> **Problem to work on**
Write out again only the lines running from the one that contains "cap? Mark that spot." to the end of the records below, including both the first and the last.

Natural language region descriptions
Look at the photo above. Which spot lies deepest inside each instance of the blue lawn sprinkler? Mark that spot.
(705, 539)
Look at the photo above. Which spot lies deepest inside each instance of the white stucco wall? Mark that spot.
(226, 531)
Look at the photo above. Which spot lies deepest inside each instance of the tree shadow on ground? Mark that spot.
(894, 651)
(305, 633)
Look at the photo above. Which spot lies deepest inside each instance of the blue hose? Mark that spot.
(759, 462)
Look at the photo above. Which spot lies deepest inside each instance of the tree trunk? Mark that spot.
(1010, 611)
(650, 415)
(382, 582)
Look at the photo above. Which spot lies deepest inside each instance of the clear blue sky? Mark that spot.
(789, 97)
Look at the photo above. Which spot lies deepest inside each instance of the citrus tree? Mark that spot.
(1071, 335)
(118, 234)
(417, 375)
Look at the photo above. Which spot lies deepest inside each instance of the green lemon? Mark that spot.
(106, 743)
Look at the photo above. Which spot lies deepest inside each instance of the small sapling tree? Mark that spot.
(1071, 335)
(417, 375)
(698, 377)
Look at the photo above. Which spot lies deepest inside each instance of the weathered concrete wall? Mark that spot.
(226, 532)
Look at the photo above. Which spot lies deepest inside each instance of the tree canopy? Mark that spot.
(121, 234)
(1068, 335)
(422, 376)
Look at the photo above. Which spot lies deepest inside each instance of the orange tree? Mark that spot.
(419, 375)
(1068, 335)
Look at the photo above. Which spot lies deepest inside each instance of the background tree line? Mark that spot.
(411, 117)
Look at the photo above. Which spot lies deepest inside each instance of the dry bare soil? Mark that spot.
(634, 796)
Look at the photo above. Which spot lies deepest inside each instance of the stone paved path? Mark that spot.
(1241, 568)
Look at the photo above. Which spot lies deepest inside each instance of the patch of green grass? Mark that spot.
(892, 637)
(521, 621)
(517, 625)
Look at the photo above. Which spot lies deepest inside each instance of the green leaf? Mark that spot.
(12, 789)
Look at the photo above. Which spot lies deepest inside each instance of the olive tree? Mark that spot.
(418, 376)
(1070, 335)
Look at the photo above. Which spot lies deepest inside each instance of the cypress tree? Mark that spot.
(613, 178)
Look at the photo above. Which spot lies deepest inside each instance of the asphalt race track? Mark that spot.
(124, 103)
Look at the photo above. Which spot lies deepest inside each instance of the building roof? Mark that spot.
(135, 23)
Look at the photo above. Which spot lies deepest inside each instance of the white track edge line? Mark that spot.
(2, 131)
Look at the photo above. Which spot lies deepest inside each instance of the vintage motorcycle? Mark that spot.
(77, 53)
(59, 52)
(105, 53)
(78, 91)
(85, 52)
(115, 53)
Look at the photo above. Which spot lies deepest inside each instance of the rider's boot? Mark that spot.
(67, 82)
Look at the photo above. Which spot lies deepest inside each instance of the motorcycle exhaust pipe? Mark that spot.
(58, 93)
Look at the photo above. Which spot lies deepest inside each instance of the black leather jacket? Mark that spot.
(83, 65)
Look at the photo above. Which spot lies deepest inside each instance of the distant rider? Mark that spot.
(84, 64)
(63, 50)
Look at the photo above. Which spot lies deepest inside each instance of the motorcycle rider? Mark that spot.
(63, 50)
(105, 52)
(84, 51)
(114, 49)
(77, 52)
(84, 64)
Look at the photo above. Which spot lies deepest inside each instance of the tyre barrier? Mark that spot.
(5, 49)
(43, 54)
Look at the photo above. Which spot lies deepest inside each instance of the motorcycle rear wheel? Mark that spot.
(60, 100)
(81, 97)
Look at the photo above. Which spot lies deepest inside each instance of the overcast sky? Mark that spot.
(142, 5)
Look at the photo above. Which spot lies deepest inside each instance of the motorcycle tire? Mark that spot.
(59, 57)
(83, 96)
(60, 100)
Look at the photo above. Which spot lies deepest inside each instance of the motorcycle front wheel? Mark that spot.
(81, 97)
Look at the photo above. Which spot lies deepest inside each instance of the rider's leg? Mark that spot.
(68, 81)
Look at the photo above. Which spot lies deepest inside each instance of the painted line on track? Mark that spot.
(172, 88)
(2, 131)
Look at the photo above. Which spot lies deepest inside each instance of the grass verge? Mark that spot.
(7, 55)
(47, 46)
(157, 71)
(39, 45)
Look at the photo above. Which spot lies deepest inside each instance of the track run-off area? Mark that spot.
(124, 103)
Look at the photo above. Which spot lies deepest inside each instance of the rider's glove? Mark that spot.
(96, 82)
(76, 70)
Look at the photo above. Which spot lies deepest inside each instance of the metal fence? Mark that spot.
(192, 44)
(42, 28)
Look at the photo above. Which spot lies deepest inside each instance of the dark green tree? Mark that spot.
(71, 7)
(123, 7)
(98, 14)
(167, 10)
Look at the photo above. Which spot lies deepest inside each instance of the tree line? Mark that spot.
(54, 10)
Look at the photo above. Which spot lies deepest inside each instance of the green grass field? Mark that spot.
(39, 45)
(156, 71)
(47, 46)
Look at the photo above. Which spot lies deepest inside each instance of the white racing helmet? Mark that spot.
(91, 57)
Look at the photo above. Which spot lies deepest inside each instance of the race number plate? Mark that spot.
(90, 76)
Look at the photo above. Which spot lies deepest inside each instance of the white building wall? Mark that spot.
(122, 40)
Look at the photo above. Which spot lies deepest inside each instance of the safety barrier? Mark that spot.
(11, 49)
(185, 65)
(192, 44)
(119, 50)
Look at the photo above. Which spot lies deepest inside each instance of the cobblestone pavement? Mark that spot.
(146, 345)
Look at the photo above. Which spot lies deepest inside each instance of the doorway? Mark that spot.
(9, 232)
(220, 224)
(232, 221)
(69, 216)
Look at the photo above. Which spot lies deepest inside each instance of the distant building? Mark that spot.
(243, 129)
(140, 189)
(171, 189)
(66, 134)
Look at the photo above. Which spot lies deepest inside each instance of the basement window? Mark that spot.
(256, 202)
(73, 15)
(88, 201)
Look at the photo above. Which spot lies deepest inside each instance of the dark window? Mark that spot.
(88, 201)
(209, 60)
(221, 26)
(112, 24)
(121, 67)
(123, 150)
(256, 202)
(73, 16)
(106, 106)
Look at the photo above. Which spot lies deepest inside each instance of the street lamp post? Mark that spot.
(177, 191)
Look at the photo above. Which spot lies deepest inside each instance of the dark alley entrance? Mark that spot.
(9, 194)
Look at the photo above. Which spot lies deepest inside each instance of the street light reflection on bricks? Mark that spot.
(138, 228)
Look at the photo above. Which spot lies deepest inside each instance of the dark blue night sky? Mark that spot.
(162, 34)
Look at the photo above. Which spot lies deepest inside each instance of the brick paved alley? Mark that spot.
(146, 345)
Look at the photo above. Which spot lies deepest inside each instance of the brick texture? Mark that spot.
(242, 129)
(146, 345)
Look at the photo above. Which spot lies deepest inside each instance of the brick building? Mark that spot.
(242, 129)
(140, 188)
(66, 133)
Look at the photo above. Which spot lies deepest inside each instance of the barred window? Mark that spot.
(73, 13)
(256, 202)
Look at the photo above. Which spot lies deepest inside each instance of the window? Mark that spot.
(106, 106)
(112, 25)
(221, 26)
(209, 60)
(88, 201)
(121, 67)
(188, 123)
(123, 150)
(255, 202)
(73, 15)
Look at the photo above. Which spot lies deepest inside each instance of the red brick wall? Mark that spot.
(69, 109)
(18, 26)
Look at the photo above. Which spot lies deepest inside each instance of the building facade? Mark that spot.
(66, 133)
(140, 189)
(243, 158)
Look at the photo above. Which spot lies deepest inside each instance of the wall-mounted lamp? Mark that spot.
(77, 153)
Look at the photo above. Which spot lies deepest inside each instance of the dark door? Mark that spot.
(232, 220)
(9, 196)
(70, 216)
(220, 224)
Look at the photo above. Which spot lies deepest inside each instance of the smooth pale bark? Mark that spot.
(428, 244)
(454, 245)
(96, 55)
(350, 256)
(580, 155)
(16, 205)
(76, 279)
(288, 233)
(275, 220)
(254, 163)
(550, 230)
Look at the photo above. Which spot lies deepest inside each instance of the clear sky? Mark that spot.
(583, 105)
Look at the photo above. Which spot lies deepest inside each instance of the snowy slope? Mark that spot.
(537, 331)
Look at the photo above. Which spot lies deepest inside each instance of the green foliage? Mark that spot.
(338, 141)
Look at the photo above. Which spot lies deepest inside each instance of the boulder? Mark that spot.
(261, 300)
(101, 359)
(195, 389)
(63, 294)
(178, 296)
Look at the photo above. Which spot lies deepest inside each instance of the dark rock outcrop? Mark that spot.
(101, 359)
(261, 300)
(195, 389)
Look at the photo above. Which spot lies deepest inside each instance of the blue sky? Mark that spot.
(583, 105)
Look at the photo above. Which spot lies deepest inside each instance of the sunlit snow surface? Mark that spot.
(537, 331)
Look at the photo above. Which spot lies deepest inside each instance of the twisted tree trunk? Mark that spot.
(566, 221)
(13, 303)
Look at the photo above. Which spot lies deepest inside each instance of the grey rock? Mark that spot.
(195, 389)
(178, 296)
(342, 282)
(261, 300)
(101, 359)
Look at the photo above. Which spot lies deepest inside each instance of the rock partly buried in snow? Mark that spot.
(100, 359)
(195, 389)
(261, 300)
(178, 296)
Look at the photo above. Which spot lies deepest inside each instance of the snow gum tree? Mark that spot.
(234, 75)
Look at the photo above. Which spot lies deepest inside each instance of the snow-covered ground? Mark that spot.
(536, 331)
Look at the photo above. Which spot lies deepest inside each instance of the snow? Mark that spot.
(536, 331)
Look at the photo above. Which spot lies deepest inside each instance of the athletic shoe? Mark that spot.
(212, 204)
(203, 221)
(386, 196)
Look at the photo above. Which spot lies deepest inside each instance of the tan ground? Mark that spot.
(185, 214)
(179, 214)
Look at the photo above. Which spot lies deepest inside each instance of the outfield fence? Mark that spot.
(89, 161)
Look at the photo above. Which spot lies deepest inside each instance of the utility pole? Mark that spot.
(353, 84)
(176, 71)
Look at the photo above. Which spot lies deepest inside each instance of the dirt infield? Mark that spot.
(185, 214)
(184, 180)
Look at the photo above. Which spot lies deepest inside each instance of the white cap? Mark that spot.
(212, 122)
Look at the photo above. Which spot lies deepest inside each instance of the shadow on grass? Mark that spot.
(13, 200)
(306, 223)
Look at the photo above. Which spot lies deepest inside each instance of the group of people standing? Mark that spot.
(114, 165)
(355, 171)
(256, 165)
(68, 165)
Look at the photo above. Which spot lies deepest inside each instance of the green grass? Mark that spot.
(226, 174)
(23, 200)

> **Solution to the problem**
Look at the photo above. Which spot lies deepest inside each instance of the white cap? Mark that spot.
(212, 122)
Look at the photo above. Which spot lies deepest inside each instance of the shadow on grass? Mark that spot.
(13, 200)
(306, 223)
Look at the photo above. Which spot lies deepest inside each instance of the group of people standing? Mark that spot.
(114, 165)
(355, 171)
(256, 165)
(68, 165)
Look at the photo above. Which spot lies deepest inside each instance of the green grass? Mark that spot.
(226, 174)
(23, 200)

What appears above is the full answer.